Detection examples
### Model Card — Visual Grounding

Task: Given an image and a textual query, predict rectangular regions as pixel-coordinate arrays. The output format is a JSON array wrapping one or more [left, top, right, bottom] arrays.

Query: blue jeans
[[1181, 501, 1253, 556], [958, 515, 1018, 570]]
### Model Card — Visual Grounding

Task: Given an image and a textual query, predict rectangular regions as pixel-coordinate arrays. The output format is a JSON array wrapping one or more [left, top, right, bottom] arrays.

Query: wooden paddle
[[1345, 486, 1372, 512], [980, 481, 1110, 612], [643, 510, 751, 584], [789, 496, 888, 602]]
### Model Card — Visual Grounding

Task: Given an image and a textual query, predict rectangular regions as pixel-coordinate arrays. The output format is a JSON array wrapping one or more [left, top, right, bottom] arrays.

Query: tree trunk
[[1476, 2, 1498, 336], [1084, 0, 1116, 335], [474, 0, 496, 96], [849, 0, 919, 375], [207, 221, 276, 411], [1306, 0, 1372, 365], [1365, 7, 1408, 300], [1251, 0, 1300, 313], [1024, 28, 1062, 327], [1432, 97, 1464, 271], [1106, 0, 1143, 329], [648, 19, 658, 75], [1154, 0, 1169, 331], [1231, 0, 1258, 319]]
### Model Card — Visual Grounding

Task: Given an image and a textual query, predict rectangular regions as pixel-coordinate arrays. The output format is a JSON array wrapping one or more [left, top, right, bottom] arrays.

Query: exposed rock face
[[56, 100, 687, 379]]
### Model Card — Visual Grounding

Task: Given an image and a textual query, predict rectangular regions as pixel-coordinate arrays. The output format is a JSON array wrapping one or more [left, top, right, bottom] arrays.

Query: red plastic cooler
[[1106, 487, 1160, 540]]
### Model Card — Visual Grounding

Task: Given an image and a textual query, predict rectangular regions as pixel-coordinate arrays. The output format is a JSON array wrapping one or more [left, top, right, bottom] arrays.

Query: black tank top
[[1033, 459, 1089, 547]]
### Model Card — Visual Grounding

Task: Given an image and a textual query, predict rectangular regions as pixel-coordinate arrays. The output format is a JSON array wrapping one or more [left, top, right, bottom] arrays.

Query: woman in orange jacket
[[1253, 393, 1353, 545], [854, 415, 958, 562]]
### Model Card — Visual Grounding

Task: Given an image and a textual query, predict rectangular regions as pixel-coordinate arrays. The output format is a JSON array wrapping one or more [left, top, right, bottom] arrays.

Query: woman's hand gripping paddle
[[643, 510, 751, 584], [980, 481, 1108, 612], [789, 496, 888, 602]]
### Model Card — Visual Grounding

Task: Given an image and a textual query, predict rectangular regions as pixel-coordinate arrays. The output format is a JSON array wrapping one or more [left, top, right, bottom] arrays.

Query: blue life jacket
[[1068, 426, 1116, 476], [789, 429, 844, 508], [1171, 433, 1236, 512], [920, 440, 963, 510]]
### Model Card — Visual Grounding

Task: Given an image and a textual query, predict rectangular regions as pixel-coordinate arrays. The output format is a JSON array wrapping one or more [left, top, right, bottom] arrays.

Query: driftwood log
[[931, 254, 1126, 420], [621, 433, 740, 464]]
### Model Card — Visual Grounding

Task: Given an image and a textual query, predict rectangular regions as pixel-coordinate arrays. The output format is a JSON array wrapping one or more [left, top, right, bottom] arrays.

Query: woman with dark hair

OBJECTIVE: Gather each line from the rows above that contains the word "paddle". Matching is case-sensitive.

ANSWER TO THIS PROBLEM:
Query: wooden paddle
Query: woman's hand gripping paddle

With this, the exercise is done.